Não há qualquer menção na lei que imponha ao advogado abster-se de gravar. Inclusive, observando de forma sistemática os artigos 376, §§ 5º e 6º, ambos do Código de Processo Civil, com aplicação supletiva ao processo penal, nos termos do seu artigo 3º, em conjunto com o artigo 10-A, § 1º, da Lei 9.296/96, não se considera ilícita a gravação, não se cogita tipicidade formal a conduta de captação ambiental quando feita pelo advogado ou pela parte.

Em primeiro lugar, na hipótese de audiência judicial, quando decretado o sigilo do ato, ele não pode ser oposto contra o advogado, sujeito processual que personifica a defesa técnica, indispensável à caracterização de um processo penal democrático. Pondera-se, no entanto, que a gravação por força dos dispositivos trazidos acima deva servir ao processo com sua juntada no prazo razoável.

Tais conclusões revelam posição da Suprema Corte, ao trancar ação penal que buscava responsabilidade criminal do advogado, o qual gravou audiência, juntou aos autos do processo constituído e não divulgou seu teor de forma midiática:

“Reconheço, portanto, que é juridicamente plausível a pretensão da defesa, mormente se levada em conta a demonstração, pelo que se tem nos autos, de que não houve tentativa  de  divulgação  da  audiência  fora  dos  autos,  bem  como  o  fato  de  as degravações terem sido juntadas no bojo da persecução penal como meio exclusivo de garantir a ampla defesa do paciente, a indicar, salvo melhor juízo, a atipicidade da conduta praticada. ” (Habeas Corpus n.º  193.515/RJ, Min. Relator Dias Toffoli, Supremo Tribunal Federal, 2021)

▬▬▬▬▬▬▬▬▬▬

__OBJETIVO A__.
Extraia das entradas, sem nenhuma alteração, as linhas que vão do início até a linha com "[(108, 86)]", inclusive.
O texto e as entradas têm origens diferentes.

Registros de apontamento de objetos nomeados
▬▬▬▬▬▬▬▬▬▬

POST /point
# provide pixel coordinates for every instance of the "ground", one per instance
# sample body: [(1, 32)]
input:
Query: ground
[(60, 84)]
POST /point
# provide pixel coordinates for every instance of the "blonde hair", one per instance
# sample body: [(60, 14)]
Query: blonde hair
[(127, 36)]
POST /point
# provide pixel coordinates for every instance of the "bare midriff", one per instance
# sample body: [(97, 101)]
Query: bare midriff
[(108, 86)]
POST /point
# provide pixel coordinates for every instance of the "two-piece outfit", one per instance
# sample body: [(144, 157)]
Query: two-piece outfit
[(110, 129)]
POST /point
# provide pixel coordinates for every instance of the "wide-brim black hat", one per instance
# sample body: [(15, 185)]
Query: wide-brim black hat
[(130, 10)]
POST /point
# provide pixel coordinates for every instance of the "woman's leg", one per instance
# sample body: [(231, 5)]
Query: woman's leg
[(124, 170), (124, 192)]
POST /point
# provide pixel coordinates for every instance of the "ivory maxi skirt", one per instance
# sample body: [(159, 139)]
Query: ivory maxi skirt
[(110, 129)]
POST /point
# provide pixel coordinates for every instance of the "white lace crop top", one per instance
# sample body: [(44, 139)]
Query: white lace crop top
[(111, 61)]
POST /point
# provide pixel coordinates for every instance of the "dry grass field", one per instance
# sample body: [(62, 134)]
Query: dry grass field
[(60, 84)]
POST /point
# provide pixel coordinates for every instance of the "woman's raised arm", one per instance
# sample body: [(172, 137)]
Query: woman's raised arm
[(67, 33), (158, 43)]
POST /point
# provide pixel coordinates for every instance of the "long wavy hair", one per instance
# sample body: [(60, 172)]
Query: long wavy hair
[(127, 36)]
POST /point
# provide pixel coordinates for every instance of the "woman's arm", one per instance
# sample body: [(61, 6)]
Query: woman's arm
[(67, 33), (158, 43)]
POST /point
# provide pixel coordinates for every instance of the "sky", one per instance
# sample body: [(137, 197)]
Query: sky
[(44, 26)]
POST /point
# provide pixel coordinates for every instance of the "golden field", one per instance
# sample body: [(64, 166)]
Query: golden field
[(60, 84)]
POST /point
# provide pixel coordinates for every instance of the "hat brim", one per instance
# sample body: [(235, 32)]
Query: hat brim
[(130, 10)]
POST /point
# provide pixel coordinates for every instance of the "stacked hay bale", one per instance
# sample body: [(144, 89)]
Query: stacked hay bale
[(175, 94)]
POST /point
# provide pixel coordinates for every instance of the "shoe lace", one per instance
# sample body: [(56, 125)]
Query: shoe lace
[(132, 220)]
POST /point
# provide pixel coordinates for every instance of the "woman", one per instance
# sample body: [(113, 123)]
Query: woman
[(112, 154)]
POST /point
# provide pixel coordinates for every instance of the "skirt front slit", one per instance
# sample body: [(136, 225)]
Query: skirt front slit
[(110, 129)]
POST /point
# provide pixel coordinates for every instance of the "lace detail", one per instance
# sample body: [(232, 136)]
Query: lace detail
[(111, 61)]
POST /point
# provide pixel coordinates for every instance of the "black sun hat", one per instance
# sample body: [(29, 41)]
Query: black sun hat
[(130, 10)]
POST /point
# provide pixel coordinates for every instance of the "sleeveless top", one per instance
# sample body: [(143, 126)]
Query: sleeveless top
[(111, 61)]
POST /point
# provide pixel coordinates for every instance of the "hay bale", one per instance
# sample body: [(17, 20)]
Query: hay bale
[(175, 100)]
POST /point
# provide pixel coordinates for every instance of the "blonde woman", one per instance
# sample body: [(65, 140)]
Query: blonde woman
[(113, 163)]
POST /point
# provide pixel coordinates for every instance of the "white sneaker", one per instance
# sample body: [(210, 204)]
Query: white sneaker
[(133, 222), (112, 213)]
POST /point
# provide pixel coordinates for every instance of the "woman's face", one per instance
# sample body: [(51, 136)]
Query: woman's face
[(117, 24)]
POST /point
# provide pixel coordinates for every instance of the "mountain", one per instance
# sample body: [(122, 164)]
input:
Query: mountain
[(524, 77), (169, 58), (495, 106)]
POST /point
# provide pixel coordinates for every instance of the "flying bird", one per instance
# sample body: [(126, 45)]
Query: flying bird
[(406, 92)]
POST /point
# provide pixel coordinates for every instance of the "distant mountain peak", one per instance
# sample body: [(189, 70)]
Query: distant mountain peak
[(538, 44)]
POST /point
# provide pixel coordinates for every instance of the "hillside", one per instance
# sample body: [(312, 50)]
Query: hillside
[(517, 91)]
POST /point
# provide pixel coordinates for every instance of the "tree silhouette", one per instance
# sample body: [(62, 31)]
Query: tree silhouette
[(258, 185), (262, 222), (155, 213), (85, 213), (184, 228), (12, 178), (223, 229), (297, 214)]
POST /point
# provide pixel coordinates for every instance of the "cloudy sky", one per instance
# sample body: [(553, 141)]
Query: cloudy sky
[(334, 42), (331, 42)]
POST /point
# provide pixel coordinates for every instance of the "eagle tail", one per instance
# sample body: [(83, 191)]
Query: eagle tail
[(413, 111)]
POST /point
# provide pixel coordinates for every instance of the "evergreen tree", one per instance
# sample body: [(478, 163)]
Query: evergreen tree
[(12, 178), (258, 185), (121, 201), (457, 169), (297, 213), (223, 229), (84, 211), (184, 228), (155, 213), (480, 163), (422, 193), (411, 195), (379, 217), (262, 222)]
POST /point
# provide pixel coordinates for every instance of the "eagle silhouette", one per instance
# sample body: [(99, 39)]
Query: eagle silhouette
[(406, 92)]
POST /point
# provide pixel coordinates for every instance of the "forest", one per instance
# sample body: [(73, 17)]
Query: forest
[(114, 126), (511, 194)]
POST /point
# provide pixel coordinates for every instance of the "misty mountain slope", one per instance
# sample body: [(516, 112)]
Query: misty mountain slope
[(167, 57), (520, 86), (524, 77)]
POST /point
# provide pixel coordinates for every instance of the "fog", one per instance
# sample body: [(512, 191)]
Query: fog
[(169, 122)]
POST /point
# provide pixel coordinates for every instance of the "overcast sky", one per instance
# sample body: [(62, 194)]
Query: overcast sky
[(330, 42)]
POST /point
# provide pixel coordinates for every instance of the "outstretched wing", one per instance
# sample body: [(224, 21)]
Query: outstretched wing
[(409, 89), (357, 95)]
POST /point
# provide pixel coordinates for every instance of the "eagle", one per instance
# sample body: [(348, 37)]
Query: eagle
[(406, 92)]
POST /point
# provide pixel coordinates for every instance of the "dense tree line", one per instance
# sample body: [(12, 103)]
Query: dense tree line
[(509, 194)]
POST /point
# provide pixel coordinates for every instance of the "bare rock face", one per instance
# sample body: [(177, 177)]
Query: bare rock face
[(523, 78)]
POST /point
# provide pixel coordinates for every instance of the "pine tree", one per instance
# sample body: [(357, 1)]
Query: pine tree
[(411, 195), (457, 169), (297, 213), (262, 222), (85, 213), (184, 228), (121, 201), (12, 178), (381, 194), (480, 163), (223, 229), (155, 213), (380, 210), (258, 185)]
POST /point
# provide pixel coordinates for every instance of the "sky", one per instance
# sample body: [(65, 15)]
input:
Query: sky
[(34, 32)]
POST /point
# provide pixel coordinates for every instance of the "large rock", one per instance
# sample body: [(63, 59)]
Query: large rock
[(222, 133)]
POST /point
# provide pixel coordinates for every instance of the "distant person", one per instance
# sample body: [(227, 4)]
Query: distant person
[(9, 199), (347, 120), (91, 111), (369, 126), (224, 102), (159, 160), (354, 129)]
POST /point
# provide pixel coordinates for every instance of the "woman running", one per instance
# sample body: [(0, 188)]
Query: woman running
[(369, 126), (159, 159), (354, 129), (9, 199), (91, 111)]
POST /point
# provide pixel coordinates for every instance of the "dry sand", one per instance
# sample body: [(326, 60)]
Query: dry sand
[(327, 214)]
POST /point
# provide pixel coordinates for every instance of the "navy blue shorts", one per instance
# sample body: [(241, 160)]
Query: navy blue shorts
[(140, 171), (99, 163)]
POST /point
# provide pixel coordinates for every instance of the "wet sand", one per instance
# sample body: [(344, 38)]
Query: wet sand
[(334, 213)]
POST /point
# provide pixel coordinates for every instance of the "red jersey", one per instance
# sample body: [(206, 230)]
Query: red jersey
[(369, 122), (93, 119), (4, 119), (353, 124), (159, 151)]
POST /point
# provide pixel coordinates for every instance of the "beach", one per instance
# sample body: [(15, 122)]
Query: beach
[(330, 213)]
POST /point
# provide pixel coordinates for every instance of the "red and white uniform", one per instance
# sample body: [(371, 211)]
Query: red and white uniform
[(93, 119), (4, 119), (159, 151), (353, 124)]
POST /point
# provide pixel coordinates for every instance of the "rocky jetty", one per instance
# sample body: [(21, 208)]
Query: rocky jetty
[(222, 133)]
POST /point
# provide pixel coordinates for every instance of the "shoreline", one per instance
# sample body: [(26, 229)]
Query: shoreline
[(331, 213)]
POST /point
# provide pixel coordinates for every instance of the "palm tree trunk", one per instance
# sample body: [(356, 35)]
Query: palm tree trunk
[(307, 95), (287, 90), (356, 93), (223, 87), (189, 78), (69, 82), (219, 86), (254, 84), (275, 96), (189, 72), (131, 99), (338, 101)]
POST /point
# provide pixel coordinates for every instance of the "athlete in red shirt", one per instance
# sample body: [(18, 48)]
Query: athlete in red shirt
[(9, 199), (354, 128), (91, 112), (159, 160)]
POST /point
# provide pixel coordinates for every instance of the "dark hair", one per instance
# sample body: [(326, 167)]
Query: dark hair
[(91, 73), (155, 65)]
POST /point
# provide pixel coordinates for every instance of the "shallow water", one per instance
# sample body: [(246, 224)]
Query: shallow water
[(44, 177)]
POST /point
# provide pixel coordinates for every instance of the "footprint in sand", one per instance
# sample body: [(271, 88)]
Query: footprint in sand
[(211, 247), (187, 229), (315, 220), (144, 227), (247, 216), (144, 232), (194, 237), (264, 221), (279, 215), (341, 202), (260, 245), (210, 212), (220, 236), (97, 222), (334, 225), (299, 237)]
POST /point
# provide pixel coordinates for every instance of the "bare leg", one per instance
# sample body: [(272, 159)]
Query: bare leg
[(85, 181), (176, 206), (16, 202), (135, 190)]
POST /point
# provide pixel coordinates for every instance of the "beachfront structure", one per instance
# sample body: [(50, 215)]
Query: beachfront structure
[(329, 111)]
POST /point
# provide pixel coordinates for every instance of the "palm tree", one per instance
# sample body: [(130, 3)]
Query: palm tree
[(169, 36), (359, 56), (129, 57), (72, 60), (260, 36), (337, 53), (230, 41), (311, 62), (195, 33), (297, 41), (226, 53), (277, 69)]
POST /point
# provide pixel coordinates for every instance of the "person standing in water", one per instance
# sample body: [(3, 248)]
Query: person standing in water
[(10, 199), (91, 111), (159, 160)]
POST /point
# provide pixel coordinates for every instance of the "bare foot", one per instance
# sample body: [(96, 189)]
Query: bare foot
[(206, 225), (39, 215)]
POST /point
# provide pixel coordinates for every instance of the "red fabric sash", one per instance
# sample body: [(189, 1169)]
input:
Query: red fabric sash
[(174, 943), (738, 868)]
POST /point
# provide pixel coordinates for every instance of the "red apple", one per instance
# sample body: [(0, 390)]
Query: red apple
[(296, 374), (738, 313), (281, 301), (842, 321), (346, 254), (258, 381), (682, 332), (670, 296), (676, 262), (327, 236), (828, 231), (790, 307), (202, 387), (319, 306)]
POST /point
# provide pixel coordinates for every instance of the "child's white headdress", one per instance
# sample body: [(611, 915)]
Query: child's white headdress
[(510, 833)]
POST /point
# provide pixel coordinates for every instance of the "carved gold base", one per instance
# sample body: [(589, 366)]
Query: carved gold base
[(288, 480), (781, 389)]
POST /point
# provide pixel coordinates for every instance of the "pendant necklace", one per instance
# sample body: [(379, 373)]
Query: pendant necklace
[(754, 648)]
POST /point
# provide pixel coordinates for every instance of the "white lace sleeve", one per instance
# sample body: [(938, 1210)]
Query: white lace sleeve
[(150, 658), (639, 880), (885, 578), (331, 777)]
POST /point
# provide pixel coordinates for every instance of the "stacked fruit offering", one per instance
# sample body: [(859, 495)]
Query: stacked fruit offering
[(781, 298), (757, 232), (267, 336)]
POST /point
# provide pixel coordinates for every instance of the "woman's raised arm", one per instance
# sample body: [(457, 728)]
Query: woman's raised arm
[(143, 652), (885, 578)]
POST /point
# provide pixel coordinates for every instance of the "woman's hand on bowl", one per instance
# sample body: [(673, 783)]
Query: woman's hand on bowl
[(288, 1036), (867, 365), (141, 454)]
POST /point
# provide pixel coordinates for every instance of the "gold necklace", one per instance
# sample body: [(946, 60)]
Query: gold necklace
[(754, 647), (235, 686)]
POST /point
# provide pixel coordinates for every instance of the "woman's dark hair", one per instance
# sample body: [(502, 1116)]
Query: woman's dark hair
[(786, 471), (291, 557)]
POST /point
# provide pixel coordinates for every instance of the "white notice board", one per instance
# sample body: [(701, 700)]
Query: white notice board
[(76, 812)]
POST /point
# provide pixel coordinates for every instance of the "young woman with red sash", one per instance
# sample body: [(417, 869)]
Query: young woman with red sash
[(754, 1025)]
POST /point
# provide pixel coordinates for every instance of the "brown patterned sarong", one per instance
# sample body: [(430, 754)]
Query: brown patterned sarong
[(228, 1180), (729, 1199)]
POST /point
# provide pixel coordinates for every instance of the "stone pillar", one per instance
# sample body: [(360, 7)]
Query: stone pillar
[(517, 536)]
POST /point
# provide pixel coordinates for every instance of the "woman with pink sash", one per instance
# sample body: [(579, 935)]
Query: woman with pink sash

▬▬▬▬▬▬▬▬▬▬

__OBJETIVO B__.
Copie do texto sobre a gravação de audiências pelo advogado o trecho que vai de "Não há qualquer" até "ou pela parte.", inclusive, sem mudar nada.

__RESULTADO DA TAREFA A__.
POST /point
# provide pixel coordinates for every instance of the "ground", one per instance
# sample body: [(1, 32)]
input:
Query: ground
[(60, 84)]
POST /point
# provide pixel coordinates for every instance of the "blonde hair", one per instance
# sample body: [(60, 14)]
Query: blonde hair
[(127, 36)]
POST /point
# provide pixel coordinates for every instance of the "bare midriff", one per instance
# sample body: [(97, 101)]
Query: bare midriff
[(108, 86)]

__RESULTADO DA TAREFA B__.
Não há qualquer menção na lei que imponha ao advogado abster-se de gravar. Inclusive, observando de forma sistemática os artigos 376, §§ 5º e 6º, ambos do Código de Processo Civil, com aplicação supletiva ao processo penal, nos termos do seu artigo 3º, em conjunto com o artigo 10-A, § 1º, da Lei 9.296/96, não se considera ilícita a gravação, não se cogita tipicidade formal a conduta de captação ambiental quando feita pelo advogado ou pela parte.